> Source text
Maurice Vaïsse (born 7 May 1942 in Algiers) is a French historian specialised in international relations and Defence. He is an Editorial Board member on Journal of Intelligence and Terrorism Studies.

Biography
Vaïsse graduated with a History Agrégation in 1967. He has been a professor of contemporary history at Reims university, and is now a professor at the Institut d'études politiques de Paris, where he teaches history of international relations. Since 2008, he has headed the scientific council for historical research at the Ministry of Defence.

Vaïsse is a member of the Commission of diplomatic archives, and heads the Commission de publication des documents diplomatiques français, tasked with the publication of diplomatic notes.

From 1981 to 1995, he has headed the Association pour la recherche sur la paix et la guerre (Arpege). From 1985 to 1986, he was an auditor at the Institut des hautes études de la défense nationale. From 1986 to 2000, he headed the Groupe d'études français d'histoire de l'armement nucléaire (French study group for history of nuclear weapons). He presided the Centre d'études d'histoire de la défense (Centre for studies of Defence History), and has been a technical counsellor to the Charles De Gaulle Foundation between 1995 and 2001.

Vaïsse has, furthermore, sat on numerous peer committees, notably for Relations Internationales, Politique étrangère, Défense nationale, Cold War History Review, and the Retour aux textes collection of la Documentation française. Since 1991, he has co-directed the Revue d'histoire diplomatique, and since 1996, the Histoires collection of Bruylant Editors.

Vaïsse sits on the administration council of Liberté pour l'histoire.

Vaïsse is the father of Justin Vaïsse, who also is a preeminent historian.

Honours
Knight of the legion of Honour (1994) 
Officer of the Ordre national du Mérite (2000)

Stored data entries:
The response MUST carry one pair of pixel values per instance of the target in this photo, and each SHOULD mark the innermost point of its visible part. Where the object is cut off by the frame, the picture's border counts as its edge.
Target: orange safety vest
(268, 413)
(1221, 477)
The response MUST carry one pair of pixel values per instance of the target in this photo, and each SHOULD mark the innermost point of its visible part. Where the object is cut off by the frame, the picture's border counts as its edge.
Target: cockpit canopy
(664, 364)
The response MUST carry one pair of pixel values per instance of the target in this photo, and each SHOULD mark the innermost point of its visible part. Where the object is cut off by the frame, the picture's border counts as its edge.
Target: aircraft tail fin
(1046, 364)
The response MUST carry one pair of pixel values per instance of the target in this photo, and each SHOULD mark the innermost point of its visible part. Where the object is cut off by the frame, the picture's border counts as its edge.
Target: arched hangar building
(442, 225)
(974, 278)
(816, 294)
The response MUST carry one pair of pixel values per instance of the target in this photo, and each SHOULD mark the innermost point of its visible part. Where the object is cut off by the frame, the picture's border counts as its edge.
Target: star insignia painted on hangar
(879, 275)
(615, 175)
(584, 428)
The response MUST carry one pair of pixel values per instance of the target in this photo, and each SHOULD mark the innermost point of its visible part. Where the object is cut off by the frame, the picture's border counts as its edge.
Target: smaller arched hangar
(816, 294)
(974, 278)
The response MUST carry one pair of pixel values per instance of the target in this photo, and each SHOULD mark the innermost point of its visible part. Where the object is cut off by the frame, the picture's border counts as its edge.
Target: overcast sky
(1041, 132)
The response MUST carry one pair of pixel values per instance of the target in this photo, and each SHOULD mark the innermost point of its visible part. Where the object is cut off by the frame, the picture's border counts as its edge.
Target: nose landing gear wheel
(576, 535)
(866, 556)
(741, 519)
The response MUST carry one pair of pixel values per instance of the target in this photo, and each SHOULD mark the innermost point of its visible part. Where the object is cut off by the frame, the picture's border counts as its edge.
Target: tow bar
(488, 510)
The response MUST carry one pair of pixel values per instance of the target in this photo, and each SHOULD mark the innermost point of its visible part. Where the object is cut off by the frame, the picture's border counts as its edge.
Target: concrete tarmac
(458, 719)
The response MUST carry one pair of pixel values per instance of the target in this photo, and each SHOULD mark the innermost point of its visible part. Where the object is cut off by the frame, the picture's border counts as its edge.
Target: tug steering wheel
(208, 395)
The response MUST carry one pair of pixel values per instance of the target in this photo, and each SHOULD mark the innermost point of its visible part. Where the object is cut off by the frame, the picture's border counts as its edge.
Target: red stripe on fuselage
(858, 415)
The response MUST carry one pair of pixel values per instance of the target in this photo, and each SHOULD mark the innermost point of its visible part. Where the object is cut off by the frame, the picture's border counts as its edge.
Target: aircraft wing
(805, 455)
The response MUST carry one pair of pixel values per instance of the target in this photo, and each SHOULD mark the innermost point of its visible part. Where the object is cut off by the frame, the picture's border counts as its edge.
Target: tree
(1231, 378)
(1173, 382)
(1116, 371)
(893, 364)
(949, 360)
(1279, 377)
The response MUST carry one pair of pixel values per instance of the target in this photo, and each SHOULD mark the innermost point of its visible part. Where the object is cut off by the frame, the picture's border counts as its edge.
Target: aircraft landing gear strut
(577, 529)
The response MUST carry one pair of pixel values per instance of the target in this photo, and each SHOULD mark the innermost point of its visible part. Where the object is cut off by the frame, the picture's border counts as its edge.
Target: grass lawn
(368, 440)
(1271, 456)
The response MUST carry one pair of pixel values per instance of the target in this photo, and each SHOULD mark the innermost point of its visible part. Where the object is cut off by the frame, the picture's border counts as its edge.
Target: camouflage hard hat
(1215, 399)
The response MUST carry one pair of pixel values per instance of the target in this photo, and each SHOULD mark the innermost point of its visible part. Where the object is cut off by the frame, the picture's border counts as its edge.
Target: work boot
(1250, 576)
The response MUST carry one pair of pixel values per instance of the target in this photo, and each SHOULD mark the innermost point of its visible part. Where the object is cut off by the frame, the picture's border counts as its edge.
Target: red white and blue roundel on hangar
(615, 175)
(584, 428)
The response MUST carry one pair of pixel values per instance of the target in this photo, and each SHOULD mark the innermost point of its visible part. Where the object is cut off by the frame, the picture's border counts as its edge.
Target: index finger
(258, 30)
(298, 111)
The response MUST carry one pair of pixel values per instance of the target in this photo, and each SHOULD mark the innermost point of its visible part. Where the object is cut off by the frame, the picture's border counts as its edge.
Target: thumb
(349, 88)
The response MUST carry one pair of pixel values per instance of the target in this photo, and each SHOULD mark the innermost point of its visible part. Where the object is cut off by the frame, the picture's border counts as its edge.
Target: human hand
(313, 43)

> Brief 1
Return the passage of the biography of Maurice Vaïsse from "Vaïsse is a" up to and including "of diplomatic notes.".
> Brief 2
Answer these questions from the biography of Maurice Vaïsse:
(a) In what year did Vaïsse graduate with a History Agrégation?
(b) During which years was he an auditor at the Institut des hautes études de la défense nationale?
(c) In what year was he made an Officer of the Ordre national du Mérite?
Use only the biography of Maurice Vaïsse as your source.

> Exercise result 1
Vaïsse is a member of the Commission of diplomatic archives, and heads the Commission de publication des documents diplomatiques français, tasked with the publication of diplomatic notes.

> Exercise result 2
(a) 1967
(b) From 1985 to 1986
(c) 2000